··· Input records ···

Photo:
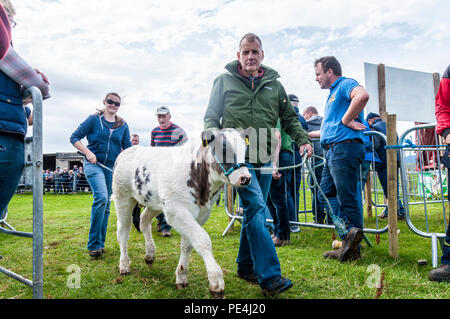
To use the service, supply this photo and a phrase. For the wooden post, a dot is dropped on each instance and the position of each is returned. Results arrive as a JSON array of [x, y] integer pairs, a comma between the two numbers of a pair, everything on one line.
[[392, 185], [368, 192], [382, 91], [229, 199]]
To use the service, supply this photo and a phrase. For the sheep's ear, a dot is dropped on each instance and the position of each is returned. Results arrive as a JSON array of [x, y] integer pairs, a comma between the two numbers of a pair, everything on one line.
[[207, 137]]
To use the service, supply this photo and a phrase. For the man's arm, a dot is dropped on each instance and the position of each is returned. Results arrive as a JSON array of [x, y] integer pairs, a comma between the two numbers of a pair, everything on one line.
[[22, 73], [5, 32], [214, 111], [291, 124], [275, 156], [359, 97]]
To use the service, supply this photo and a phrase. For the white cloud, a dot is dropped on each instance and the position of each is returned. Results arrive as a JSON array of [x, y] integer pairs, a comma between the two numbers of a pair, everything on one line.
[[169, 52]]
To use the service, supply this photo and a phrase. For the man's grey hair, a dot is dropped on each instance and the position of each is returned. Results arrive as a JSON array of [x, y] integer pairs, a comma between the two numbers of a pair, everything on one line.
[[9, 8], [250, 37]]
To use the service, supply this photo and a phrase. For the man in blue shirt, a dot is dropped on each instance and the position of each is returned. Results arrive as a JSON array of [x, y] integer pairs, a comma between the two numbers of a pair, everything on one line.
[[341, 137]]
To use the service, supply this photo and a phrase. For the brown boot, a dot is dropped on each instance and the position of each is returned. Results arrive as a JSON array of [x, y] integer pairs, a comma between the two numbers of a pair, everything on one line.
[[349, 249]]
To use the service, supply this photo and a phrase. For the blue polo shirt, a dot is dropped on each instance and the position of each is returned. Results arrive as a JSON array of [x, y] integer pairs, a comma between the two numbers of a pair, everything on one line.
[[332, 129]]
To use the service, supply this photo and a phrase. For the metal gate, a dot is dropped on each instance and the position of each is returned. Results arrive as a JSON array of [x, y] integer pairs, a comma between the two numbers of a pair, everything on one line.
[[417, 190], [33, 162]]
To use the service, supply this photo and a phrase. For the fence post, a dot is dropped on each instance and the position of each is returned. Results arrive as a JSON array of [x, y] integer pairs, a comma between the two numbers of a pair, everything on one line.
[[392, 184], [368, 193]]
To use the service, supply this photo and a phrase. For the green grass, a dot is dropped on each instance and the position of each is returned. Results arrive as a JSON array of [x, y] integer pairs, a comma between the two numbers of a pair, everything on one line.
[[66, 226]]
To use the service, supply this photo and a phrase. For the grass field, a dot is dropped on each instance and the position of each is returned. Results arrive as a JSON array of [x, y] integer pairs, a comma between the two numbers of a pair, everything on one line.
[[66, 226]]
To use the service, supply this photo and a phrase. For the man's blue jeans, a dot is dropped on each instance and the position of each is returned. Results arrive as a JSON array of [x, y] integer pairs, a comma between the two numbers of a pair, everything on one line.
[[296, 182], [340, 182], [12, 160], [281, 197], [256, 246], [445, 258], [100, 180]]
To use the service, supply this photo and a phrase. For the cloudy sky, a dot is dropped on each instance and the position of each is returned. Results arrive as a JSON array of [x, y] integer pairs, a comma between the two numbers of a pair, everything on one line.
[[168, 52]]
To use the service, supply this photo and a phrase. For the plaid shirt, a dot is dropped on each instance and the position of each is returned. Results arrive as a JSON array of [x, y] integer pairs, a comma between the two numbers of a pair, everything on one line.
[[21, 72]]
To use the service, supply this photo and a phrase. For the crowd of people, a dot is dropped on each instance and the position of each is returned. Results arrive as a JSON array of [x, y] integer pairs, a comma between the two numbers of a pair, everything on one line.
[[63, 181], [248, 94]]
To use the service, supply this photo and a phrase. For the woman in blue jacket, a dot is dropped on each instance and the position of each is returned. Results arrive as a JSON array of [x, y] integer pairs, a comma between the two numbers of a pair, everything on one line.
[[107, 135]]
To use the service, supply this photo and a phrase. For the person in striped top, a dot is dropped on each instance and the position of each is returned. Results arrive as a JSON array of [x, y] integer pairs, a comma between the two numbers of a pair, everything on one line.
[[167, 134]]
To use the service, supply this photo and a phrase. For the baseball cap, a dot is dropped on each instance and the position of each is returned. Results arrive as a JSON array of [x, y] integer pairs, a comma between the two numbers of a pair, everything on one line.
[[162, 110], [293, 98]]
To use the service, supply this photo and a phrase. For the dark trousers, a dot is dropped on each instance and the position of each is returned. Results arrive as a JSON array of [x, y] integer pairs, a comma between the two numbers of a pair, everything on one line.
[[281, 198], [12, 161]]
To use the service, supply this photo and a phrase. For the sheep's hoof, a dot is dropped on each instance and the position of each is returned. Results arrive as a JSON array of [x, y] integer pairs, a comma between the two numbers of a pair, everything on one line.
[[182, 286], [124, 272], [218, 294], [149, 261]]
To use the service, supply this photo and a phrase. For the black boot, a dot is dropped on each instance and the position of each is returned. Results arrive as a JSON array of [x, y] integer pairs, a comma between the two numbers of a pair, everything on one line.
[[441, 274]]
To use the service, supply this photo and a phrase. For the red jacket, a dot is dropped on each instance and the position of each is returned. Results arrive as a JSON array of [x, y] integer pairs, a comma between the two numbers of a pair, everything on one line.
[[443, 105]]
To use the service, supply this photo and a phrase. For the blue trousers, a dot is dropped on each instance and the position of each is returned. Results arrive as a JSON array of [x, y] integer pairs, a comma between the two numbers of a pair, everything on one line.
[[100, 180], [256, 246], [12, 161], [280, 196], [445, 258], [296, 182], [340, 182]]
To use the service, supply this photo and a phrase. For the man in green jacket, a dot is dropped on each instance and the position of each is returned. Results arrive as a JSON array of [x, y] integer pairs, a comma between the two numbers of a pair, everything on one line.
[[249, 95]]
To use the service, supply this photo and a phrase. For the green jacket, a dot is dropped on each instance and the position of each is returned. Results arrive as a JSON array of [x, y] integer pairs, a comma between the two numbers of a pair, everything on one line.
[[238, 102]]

···

» **Instruction**: Rewrite the stretch from the line containing "For the black" through the end of the lines, putting "a marker is placed" wherever "a dot is dropped" appears and leaving everything else as it is.

» **Task response**:
To use the service, supply this photo and a phrase. For the black boot, a marker is placed on each instance and the position of each is returned. Results arrive as a JSON array of [x, y] integer pairs, a comma between the two numbers of a pair, everything on one line.
[[441, 274]]
To use the service, supply this photo and a phrase. For the red jacket, a marker is placed on each instance and the position of each is returned. Results arrive as a JSON array of [x, y] integer pairs, a comma between the two numbers of a pair, everything on one line.
[[443, 105]]
To use the service, supply this photo and a phrase. For the blue trousers, a marker is placed on each instance and the position of each is returned. Results arrive as a JSON array of [x, y] integer pairs, a comma between the two numbers of a pair, everything on one line.
[[100, 180], [256, 246], [12, 161], [280, 196], [445, 258], [296, 182], [340, 182]]
To use the service, supply this photo and a phrase. For the man in green jacket, a marker is placed on each instance and the position of each is returned. Results arrive as a JSON array of [x, y] integer pairs, a comma between the two numbers of a pair, everything on one line.
[[249, 95]]
To use the service, supply this photo and a phrase. For the green jacket, a marker is placed on each instance and the position of each is returned. Results arrive as a JSON array of [x, y] integer pairs, a comma between the two numbers of a pair, everything on one line.
[[238, 102]]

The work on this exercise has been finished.